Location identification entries
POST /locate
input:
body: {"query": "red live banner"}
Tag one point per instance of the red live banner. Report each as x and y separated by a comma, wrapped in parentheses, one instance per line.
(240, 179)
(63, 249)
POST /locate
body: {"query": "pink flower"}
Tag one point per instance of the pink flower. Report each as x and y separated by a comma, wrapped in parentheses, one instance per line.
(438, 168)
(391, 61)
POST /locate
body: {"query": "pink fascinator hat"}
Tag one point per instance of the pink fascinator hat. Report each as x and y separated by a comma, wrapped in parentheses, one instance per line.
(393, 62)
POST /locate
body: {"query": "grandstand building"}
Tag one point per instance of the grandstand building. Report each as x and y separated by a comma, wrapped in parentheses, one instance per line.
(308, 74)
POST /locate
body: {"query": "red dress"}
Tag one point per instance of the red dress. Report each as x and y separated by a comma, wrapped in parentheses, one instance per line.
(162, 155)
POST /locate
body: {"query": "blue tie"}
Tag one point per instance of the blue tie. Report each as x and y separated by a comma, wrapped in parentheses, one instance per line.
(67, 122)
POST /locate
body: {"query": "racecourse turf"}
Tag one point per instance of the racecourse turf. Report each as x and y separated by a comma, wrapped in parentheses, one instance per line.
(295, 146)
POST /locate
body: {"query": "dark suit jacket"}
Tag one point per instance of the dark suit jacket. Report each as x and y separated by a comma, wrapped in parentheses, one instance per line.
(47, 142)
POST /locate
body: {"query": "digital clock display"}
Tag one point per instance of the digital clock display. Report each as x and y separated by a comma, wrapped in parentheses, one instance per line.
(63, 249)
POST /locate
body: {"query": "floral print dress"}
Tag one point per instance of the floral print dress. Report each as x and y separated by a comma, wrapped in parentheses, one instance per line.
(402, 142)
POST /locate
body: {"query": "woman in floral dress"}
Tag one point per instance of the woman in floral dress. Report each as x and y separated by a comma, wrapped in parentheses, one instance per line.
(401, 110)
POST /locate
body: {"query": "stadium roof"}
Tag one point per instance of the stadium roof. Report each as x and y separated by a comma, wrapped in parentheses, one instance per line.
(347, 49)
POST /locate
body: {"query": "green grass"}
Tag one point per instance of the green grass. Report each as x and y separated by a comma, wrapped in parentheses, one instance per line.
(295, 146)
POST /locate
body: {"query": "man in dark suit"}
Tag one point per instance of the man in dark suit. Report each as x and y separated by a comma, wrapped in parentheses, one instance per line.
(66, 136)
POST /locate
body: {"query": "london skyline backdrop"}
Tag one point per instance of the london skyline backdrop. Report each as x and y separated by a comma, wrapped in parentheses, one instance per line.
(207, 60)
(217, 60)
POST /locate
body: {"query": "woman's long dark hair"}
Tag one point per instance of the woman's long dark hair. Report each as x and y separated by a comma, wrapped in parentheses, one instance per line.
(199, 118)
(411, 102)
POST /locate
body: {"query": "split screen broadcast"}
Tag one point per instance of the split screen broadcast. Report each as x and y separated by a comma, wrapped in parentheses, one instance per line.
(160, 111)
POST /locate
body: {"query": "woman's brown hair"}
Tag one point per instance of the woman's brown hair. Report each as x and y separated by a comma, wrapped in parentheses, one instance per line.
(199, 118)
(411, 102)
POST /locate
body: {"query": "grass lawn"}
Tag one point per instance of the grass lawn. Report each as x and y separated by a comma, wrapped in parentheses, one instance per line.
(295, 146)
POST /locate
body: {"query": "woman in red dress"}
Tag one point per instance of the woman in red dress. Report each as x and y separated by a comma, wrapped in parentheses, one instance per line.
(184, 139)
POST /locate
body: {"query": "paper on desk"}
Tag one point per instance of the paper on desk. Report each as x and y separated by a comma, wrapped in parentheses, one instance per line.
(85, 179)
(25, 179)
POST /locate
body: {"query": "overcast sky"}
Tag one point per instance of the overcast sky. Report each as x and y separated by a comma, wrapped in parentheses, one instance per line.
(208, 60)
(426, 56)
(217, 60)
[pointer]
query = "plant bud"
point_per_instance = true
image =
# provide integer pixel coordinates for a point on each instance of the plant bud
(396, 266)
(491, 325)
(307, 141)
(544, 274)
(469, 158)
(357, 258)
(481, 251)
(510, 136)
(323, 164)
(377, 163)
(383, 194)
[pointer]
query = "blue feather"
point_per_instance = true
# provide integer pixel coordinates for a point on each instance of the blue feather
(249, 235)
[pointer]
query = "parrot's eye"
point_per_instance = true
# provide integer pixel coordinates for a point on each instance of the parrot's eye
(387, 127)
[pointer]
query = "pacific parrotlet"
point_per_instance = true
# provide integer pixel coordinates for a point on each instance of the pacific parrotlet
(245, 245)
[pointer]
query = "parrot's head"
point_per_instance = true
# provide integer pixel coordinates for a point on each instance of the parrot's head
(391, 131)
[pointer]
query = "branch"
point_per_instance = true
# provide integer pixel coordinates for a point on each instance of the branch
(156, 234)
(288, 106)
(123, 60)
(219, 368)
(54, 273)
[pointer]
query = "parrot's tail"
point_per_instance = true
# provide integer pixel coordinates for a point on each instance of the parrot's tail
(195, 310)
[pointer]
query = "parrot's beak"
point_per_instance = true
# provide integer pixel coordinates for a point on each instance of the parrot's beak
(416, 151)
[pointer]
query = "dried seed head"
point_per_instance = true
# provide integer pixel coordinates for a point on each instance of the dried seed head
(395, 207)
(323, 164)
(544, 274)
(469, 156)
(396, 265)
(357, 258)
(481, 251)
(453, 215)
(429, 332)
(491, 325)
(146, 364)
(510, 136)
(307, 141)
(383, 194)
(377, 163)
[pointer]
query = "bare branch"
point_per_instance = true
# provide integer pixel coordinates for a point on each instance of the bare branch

#### GIVEN INSTRUCTION
Repeat the entries above exactly, leaving nothing out.

#### WRITTEN SOLUTION
POST /locate
input:
body: {"query": "red live banner"}
Tag one point per instance of the red live banner. Report each as x and y separated by a comma, wrapped in parentheses, one instance per line.
(240, 179)
(63, 249)
POST /locate
body: {"query": "pink flower"}
Tag one point per instance of the pink flower. Report each as x and y separated by a comma, wrapped in parentheses, one instance per line.
(438, 168)
(391, 61)
POST /locate
body: {"query": "pink fascinator hat"}
Tag one point per instance of the pink fascinator hat. Report each as x and y separated by a comma, wrapped in parentheses, one instance per line.
(393, 62)
POST /locate
body: {"query": "grandstand building"}
Tag one point per instance of the grandstand building. Report each as x and y separated by a comma, wrapped in parentheses, one instance per line.
(308, 74)
POST /locate
body: {"query": "red dress"}
Tag one point per instance of the red dress. Report each as x and y separated by a comma, wrapped in parentheses, one instance per line.
(162, 155)
POST /locate
body: {"query": "blue tie"}
Tag one point per instance of the blue tie. Report each as x and y separated by a comma, wrapped in parentheses, one instance per line.
(67, 122)
POST /locate
body: {"query": "racecourse turf"}
Tag one point per instance of the racecourse turf. Report each as x and y separated by a comma, wrapped in parentheses, one instance per line.
(295, 146)
POST /locate
body: {"query": "dark suit jacket"}
Tag one point per instance of the dark suit jacket. Report each as x and y separated by a comma, wrapped in parentheses, one instance per line.
(47, 142)
POST /locate
body: {"query": "digital clock display"}
Tag one point per instance of the digital clock display. Report each as x and y separated by a comma, wrapped in parentheses, one instance per line.
(63, 249)
POST /locate
body: {"query": "floral print dress"}
Tag one point per instance of the floral print dress. Report each as x and y separated by a comma, wrapped in parentheses, one instance per line.
(402, 142)
POST /locate
body: {"query": "woman in floral dress"}
Tag one point per instance of the woman in floral dress. Report each as x and y separated by a comma, wrapped in parentheses, one instance per line.
(401, 110)
POST /locate
body: {"query": "stadium roof"}
Tag one point per instance of the stadium roof. Report each as x and y separated by a comma, wrapped in parentheses, one instance per line.
(347, 49)
POST /locate
body: {"query": "green grass"}
Tag one point per instance of the green grass. Report each as x and y separated by a comma, wrapped in parentheses, one instance per line.
(295, 146)
POST /locate
body: {"query": "man in dark suit"}
Tag one point per instance of the man in dark suit. Report each as x and y separated by a comma, wrapped in parentheses, one instance per line.
(66, 136)
POST /locate
body: {"query": "london skyline backdrop"}
Tag one point per instance of the london skyline backdrop. Report each as x and y separated by a comma, wrapped in parentheses, one instance per line.
(207, 60)
(217, 60)
POST /locate
body: {"query": "woman's long dark hair"}
Tag one point per instance of the woman's long dark hair. Report each as x and y separated by a comma, wrapped in parentheses, one instance per line.
(199, 118)
(411, 102)
POST /locate
body: {"query": "split screen broadcast"}
Tag one point per instance of the split screen broadcast. Report each as x and y separated by a comma, wrapped in parentheses, one instance per line.
(160, 111)
POST /locate
body: {"query": "woman's brown hair"}
Tag one point per instance of the woman's brown hair. Report each as x and y separated by a comma, wrapped in parentheses, one instance per line.
(199, 118)
(411, 102)
POST /locate
body: {"query": "grass lawn"}
Tag one point per instance of the grass lawn. Report each as x and y separated by a comma, wrapped in parentheses, one instance per line.
(295, 146)
POST /locate
body: {"query": "woman in red dress"}
Tag one point per instance of the woman in red dress. Report each as x and y separated by a comma, wrapped in parentheses, one instance per line.
(184, 139)
POST /locate
body: {"query": "paper on desk"}
Tag one point per instance of the paper on desk. Report each as x and y separated by a comma, wrapped in parentheses, one instance per line.
(85, 179)
(25, 179)
POST /locate
body: {"query": "overcast sky"}
Tag one point per instance of the overcast sky. Report each as x and y separated by a comma, wrapped in parentheses, one instance per line.
(208, 60)
(426, 56)
(217, 60)
[pointer]
query = "plant bud"
point_per_instance = true
image =
# provide integer pixel coordinates for a point on each instance of the plant bud
(396, 266)
(491, 325)
(307, 141)
(544, 274)
(469, 158)
(357, 258)
(481, 251)
(510, 136)
(323, 164)
(377, 163)
(383, 194)
[pointer]
query = "blue feather"
point_per_instance = true
# provide integer pixel coordinates for a point on each instance of the blue feather
(249, 235)
[pointer]
query = "parrot's eye"
point_per_instance = true
# provide integer pixel coordinates for a point on each instance of the parrot's eye
(387, 127)
[pointer]
query = "pacific parrotlet"
point_per_instance = true
# provide integer pixel coordinates for a point on each instance of the pacific parrotlet
(245, 245)
[pointer]
query = "parrot's head"
point_per_instance = true
# provide integer pixel coordinates for a point on each instance of the parrot's head
(391, 131)
[pointer]
query = "branch"
point_per_instance = true
# provide integer pixel coordinates for a point on each instance of the branch
(156, 234)
(288, 106)
(123, 60)
(219, 368)
(54, 273)
[pointer]
query = "parrot's tail"
point_per_instance = true
# provide integer pixel coordinates for a point on each instance of the parrot's tail
(195, 310)
[pointer]
query = "parrot's beak"
point_per_instance = true
# provide integer pixel coordinates for a point on each instance of the parrot's beak
(416, 151)
[pointer]
query = "dried seed head"
point_per_instance = true
# provide integer pixel coordinates for a point on each instance of the dried seed head
(395, 207)
(323, 164)
(544, 274)
(469, 156)
(396, 265)
(357, 258)
(481, 251)
(453, 215)
(429, 332)
(491, 325)
(146, 364)
(510, 136)
(307, 141)
(383, 194)
(377, 163)
[pointer]
query = "bare branch"
point_per_instance = true
# provide integer pixel coordinates for a point on each instance of the bare branch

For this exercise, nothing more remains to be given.